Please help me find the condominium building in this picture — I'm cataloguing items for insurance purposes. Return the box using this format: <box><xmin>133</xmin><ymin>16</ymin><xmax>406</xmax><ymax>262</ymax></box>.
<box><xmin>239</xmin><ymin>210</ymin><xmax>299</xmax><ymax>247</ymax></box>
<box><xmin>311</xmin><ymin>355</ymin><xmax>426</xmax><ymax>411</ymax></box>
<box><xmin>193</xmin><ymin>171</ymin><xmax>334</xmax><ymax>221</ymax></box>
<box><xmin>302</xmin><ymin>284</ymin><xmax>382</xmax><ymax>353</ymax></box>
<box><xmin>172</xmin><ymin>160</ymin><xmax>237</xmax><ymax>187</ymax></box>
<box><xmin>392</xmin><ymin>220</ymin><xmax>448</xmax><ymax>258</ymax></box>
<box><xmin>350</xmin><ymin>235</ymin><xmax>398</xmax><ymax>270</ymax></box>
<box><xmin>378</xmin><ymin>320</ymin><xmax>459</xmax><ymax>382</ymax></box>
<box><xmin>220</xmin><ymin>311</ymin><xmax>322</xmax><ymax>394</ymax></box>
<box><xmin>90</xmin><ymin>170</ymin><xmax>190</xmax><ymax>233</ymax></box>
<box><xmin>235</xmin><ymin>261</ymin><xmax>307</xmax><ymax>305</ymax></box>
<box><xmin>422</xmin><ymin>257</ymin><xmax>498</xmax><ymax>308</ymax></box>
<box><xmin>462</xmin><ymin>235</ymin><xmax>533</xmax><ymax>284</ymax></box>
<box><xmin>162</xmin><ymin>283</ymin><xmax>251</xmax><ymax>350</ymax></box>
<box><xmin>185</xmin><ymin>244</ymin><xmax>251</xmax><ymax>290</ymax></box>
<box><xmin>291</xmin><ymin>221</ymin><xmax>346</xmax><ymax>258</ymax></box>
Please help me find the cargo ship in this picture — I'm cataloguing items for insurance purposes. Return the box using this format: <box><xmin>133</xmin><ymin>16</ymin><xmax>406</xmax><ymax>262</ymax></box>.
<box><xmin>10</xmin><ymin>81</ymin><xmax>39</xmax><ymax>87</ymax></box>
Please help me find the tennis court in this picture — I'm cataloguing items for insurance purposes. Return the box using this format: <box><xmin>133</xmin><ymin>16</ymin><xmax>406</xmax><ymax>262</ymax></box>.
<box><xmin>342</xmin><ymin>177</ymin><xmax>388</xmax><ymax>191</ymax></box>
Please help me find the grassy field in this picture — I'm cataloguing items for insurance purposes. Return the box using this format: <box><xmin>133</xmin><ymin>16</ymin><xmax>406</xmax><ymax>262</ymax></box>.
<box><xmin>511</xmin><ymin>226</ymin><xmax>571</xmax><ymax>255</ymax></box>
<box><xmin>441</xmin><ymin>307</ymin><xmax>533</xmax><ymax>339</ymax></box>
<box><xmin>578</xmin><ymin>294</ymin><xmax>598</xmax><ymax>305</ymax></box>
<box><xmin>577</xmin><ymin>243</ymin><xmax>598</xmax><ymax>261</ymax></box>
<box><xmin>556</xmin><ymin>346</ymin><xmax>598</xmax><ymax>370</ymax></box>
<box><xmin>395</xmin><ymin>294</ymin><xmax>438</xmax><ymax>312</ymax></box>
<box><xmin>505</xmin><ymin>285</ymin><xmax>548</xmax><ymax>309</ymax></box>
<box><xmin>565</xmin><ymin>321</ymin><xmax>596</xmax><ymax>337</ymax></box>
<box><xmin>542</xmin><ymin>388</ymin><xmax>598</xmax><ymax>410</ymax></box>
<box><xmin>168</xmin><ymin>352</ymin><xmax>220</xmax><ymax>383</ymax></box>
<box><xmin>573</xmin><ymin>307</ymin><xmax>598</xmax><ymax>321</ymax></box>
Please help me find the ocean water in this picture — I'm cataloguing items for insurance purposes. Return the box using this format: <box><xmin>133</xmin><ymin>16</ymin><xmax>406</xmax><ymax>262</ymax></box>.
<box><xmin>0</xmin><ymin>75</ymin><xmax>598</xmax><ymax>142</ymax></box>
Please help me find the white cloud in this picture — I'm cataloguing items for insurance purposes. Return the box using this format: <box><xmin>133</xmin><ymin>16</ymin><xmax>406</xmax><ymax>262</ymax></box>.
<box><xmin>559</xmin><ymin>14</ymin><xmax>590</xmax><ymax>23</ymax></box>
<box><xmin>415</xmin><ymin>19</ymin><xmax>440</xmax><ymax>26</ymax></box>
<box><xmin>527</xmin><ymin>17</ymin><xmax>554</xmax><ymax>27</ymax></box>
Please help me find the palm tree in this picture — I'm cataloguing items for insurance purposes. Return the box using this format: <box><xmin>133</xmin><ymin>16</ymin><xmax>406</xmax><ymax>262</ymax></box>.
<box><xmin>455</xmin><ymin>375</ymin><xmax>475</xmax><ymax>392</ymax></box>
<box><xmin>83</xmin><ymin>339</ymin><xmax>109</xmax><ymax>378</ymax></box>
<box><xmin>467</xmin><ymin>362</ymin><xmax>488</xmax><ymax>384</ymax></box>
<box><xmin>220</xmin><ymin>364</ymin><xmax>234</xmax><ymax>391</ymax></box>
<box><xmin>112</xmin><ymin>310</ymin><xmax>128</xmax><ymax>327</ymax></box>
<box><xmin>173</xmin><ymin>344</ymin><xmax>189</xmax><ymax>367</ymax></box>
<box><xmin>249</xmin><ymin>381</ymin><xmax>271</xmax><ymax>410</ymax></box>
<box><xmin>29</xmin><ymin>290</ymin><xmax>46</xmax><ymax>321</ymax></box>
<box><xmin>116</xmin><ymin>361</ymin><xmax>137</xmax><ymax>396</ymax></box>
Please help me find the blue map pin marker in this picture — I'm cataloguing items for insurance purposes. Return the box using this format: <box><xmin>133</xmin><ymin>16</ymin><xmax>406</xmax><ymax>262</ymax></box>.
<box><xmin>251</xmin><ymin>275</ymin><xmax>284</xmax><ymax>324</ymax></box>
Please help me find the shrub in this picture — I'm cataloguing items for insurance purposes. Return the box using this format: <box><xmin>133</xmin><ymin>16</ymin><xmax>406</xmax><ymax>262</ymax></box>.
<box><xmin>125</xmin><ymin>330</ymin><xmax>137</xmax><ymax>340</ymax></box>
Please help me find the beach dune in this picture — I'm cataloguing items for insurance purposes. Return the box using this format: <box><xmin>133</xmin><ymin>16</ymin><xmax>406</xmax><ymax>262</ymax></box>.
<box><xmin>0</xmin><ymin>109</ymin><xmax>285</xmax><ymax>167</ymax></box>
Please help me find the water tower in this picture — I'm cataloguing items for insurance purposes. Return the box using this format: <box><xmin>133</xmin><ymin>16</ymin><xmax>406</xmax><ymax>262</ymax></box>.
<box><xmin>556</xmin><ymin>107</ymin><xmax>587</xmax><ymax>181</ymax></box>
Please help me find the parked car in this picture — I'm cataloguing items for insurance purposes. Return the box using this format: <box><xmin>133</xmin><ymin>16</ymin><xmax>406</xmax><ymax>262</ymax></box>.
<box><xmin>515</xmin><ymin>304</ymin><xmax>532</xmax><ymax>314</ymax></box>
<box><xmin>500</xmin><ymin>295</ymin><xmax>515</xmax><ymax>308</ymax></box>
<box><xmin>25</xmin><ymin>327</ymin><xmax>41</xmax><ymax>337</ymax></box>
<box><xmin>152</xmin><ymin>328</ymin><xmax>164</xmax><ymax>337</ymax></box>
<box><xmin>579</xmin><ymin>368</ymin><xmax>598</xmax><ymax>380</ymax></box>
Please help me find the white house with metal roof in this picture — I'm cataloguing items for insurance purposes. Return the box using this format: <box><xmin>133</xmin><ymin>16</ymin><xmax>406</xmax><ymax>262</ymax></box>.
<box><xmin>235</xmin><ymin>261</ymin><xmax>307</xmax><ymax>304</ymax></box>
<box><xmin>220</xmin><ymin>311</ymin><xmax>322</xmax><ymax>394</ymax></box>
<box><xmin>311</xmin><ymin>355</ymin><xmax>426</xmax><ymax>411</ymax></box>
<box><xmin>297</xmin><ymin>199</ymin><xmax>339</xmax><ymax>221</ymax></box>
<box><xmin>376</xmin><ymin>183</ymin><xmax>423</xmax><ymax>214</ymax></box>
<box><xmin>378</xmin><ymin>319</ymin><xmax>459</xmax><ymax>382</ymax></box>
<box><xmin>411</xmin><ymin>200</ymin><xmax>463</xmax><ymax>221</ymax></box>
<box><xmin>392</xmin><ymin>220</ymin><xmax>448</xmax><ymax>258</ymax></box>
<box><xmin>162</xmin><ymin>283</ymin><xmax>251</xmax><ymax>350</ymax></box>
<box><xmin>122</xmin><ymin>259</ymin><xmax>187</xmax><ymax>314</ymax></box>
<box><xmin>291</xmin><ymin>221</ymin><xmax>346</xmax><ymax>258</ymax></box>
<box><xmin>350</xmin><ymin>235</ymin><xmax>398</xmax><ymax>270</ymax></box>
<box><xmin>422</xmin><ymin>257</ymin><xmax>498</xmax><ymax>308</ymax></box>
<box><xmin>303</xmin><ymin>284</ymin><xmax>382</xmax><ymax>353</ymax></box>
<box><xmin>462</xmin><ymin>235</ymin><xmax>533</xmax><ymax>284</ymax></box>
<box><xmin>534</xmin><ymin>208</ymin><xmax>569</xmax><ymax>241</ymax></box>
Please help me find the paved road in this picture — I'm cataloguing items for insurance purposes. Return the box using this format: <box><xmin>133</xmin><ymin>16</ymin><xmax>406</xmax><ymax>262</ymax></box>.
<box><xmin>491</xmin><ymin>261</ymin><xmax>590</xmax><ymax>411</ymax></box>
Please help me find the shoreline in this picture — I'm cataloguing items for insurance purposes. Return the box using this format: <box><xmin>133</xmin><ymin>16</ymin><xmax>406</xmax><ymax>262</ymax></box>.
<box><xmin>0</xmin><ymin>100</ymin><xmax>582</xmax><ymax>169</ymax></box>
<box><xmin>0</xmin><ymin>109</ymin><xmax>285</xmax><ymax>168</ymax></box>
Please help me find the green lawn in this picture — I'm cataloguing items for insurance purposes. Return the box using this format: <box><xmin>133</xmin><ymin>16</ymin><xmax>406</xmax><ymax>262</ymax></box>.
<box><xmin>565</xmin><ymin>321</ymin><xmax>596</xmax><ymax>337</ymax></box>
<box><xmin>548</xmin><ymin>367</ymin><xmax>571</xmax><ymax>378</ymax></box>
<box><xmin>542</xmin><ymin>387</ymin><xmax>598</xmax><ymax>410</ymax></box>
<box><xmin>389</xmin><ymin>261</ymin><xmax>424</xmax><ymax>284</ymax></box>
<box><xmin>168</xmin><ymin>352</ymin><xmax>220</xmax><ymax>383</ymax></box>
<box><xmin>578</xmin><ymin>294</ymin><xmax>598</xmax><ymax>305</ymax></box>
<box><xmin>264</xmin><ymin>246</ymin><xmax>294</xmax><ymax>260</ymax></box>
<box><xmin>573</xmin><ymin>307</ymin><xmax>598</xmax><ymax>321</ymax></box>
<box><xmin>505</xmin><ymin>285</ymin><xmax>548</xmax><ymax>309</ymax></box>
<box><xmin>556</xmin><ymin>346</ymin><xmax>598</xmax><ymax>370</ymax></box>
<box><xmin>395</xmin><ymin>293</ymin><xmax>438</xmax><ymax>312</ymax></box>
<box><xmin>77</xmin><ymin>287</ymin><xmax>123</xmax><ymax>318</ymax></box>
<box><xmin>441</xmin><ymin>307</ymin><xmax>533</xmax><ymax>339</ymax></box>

______________________________

*PROBLEM:*
Please pick out every line in the records above that contains the word "blue" and copy each of those lines in full.

*RESULT OF THIS EXERCISE:*
Please help me find the blue map pin marker in this picture — I'm cataloguing items for insurance purposes. Return the box using this format: <box><xmin>133</xmin><ymin>16</ymin><xmax>406</xmax><ymax>262</ymax></box>.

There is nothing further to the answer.